Document excerpt ::
While avian flu hasn't yet mutated to spread from human to human, the United States is not prepared for a possible global outbreak that could hit millions of Americans, Health and Human Services Secretary Michael Leavitt (search) said Thursday.
"If a pandemic should happen tomorrow, we are inadequately prepared," Leavitt said in a speech to the National Press Club, following a 10-day tour of southeast Asia, where bird flu was first diagnosed. "We must achieve a state of readiness and response," he said.
Without offering a timeline, Leavitt said the Bush administration will soon announce a national plan on all levels of government to prepare for the threat of an outbreak.
In recent months, federal officials and lawmakers frequently have expressed concern that the bird flu virus could come to the United States and cause a pandemic. Currently, the virus has been transferred from bird to bird and bird to human. But it has not yet developed to spread from human to human.
Since late 2003, the virus has killed millions of birds and more than 60 people. Worldwide, 121 people are known to have contracted the virus, Leavitt said.
The most recent case of the H5N1 strain of bird flu (search) was reported in Croatia, European Union health officials announced Wednesday. Authorities also confirmed that a second parrot that died in quarantine in Great Britain was also found to be ill with the virus, although both parrots had been quarantined following import from Suriname, South America and were housed at the same facility as a shipment of birds that came from Taiwan.

Task 1 ::
According to the bird flu article, how many people worldwide are known to have contracted the virus?
Task 2 ::
Copy the section of the bird flu article that begins with the words containing "In recent months, federal" and ends with "virus, Leavitt said.".

[Spatial localization data]

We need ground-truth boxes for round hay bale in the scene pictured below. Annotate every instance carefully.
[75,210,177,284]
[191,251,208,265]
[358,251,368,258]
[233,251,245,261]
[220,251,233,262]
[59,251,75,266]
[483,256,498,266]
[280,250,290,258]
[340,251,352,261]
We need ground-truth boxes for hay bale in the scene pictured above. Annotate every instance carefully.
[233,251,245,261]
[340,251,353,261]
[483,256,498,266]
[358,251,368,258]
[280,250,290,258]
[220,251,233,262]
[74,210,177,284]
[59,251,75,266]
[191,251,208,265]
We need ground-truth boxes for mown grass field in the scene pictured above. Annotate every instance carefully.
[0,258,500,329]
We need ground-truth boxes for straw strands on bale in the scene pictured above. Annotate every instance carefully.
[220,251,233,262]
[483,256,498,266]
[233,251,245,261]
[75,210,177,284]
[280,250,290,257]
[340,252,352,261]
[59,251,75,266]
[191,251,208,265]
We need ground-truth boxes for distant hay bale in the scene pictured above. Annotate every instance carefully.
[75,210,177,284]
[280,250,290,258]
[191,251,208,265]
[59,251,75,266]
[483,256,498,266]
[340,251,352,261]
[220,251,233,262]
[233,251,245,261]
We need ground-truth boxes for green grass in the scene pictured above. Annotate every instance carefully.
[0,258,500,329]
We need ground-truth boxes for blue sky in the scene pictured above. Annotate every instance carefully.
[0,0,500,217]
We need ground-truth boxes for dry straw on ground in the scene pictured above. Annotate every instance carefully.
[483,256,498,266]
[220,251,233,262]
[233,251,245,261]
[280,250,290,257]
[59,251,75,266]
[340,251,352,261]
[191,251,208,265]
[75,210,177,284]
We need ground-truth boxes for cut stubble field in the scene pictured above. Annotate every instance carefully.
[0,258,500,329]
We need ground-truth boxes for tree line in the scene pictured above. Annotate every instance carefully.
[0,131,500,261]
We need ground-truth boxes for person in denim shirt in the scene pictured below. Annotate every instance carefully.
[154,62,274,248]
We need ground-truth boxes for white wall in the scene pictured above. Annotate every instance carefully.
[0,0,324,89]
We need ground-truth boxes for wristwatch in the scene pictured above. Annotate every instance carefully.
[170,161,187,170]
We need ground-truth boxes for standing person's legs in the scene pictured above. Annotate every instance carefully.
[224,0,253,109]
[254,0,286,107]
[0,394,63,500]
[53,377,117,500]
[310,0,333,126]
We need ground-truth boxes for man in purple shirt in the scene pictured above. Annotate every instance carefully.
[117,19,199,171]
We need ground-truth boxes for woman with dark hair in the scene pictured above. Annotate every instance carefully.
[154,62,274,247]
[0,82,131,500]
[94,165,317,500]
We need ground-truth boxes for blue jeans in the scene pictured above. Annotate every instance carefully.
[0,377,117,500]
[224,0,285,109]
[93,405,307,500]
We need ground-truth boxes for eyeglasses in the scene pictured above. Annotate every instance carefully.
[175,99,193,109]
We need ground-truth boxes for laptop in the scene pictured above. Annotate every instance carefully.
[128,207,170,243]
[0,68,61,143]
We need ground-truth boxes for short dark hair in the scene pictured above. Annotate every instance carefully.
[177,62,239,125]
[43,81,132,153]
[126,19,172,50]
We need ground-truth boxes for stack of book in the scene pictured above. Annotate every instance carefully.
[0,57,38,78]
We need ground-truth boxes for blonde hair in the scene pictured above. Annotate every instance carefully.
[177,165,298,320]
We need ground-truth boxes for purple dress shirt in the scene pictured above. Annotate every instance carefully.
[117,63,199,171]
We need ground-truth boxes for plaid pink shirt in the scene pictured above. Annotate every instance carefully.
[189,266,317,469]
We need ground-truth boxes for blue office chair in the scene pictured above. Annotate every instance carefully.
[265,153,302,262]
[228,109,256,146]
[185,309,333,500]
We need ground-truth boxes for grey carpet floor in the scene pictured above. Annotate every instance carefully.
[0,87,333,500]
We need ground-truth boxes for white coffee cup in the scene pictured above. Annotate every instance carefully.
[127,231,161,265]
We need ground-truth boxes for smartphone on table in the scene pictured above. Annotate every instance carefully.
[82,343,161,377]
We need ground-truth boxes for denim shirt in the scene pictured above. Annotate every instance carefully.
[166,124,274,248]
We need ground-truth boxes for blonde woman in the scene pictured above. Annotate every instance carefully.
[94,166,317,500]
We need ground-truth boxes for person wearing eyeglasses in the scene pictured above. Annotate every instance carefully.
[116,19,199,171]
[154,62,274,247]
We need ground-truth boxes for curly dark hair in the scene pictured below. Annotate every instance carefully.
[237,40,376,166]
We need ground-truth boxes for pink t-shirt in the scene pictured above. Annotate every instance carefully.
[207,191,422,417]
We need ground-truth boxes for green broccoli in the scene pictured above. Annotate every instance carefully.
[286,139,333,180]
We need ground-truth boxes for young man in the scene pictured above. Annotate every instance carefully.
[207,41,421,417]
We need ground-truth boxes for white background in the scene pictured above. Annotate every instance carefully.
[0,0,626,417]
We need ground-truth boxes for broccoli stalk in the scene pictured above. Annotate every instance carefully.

Task response 1 ::
121 people.

Task response 2 ::
In recent months, federal officials and lawmakers frequently have expressed concern that the bird flu virus could come to the United States and cause a pandemic. Currently, the virus has been transferred from bird to bird and bird to human. But it has not yet developed to spread from human to human.
Since late 2003, the virus has killed millions of birds and more than 60 people. Worldwide, 121 people are known to have contracted the virus, Leavitt said.